Task to complete: Lay out each line of the data below as a Markdown table with two columns, Row and Line. Give each line a row number and leave out any blank lines.

Recorded data:
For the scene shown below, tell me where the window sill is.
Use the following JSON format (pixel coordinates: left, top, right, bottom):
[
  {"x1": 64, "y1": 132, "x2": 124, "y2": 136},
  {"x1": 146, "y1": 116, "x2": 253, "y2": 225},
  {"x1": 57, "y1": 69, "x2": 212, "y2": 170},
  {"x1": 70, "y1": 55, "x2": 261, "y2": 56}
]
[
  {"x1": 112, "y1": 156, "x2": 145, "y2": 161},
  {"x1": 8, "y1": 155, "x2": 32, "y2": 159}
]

Result of this task:
| Row | Line |
|---|---|
| 1 | For the scene shown below, tell me where the window sill is. |
| 2 | Use the following JSON format (pixel coordinates: left, top, right, bottom): |
| 3 | [ |
| 4 |   {"x1": 64, "y1": 132, "x2": 124, "y2": 136}, |
| 5 |   {"x1": 146, "y1": 116, "x2": 253, "y2": 225}, |
| 6 |   {"x1": 57, "y1": 69, "x2": 212, "y2": 170}, |
| 7 |   {"x1": 70, "y1": 55, "x2": 261, "y2": 56} |
| 8 | ] |
| 9 | [ |
| 10 |   {"x1": 112, "y1": 156, "x2": 145, "y2": 161}, |
| 11 |   {"x1": 8, "y1": 155, "x2": 32, "y2": 159} |
| 12 | ] |